**Aangeleverd fragment:**
___

ECLI:NL:RBROT:2022:2374

Rechtbank Rotterdam

Datum uitspraak
30 maart 2022
Publicatiedatum
30 maart 2022
Zaaknummer
10/326491-21 / TUL: 10/299726-20
Instantie
Rechtbank Rotterdam
Type
Uitspraak
Rechtsgebied
Strafrecht
Procedures
  • Eerste aanleg - meervoudig
Vindplaatsen
  • Rechtspraak.nl
AI samenvatting door LexboostAutomatisch gegenereerd

Veroordeling voor het voorhanden hebben van een vuurwapen en munitie met gevangenisstraf

Op 30 maart 2022 heeft de Rechtbank Rotterdam uitspraak gedaan in de strafzaak tegen de verdachte, die op 3 december 2021 in Rotterdam een vuurwapen en munitie voorhanden had. De verdachte, die preventief gedetineerd was in het Detentiecentrum Schiphol, werd bijgestaan door zijn raadsman, mr. L.A.R. Newoor. Tijdens de zitting op 16 maart 2022 werd de tenlastelegging besproken, waarin de verdachte werd beschuldigd van het voorhanden hebben van een vuurwapen van categorie III, te weten een Glock pistool en 15 kogelpatronen van het kaliber 9mm. De officier van justitie, mr. B. Lijnse, eiste een gevangenisstraf van zes maanden, wat door de rechtbank werd toegewezen. De rechtbank oordeelde dat de verdachte het vuurwapen bewust voorhanden had, ondanks zijn verweer dat het wapen niet van hem was en hem door een medepassagier was aangereikt. De rechtbank concludeerde dat de verdachte voldoende beslismomenten had om het wapen aan de politie te overhandigen, maar dit niet deed. De rechtbank legde een gevangenisstraf van zes maanden op, rekening houdend met de ernst van het feit en de persoonlijke omstandigheden van de verdachte. Tevens werd de tenuitvoerlegging van een eerder voorwaardelijk opgelegde straf bevolen, omdat de verdachte zich niet aan de voorwaarden had gehouden. De uitspraak werd gedaan door een meervoudige kamer van de rechtbank, bestaande uit drie rechters, en is openbaar uitgesproken.

Uitspraak

Rechtbank Rotterdam

Team straf 1
Parketnummer: 10/326491-21
Parketnummer vordering TUL: 10/299726-20
Datum uitspraak: 30 maart 2022
Tegenspraak
Vonnis van de rechtbank Rotterdam, meervoudige kamer voor strafzaken, in de zaak tegen de verdachte:
[naam verdachte],
geboren op [geboortedatum verdachte] te [geboorteplaats verdachte] ,
ingeschreven in de basisregistratie personen op het adres:
[adres verdachte] , [postcode verdachte] [woonplaats verdachte] ,
preventief gedetineerd in het Detentiecentrum Schiphol te Badhoevedorp.
Raadsman mr. L.A.R. Newoor, advocaat te Rotterdam.

___

**Aangeleverde gegevens:**
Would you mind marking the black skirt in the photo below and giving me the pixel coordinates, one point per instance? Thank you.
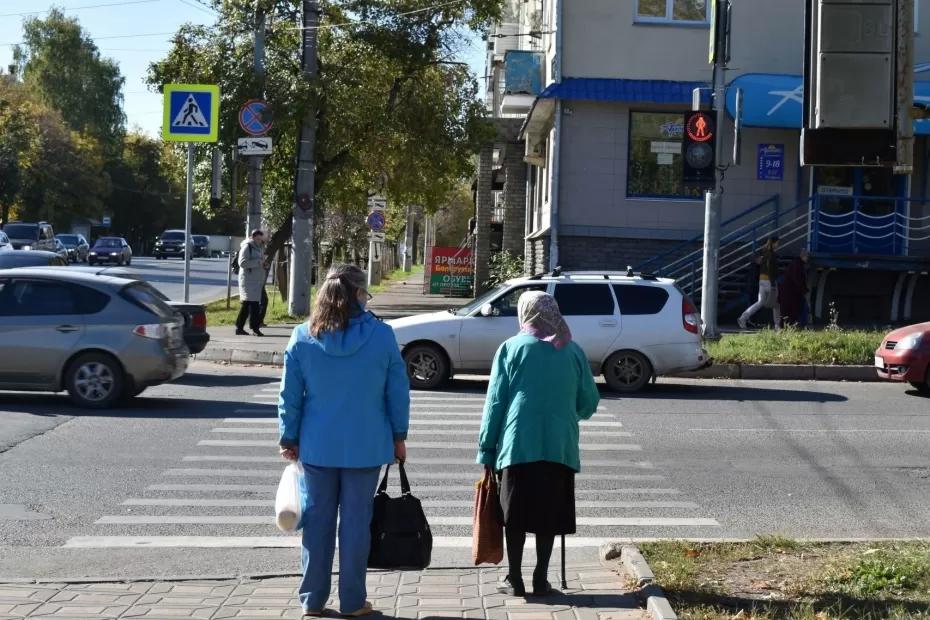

___

**Opdracht:**
Neem uit de rechtbankuitspraak letterlijk het gedeelte over dat begint bij "Team straf 1" en eindigt bij "Schiphol te Badhoevedorp.".

**Het resultaat:**
Team straf 1
Parketnummer: 10/326491-21
Parketnummer vordering TUL: 10/299726-20
Datum uitspraak: 30 maart 2022
Tegenspraak
Vonnis van de rechtbank Rotterdam, meervoudige kamer voor strafzaken, in de zaak tegen de verdachte:
[naam verdachte],
geboren op [geboortedatum verdachte] te [geboorteplaats verdachte] ,
ingeschreven in de basisregistratie personen op het adres:
[adres verdachte] , [postcode verdachte] [woonplaats verdachte] ,
preventief gedetineerd in het Detentiecentrum Schiphol te Badhoevedorp.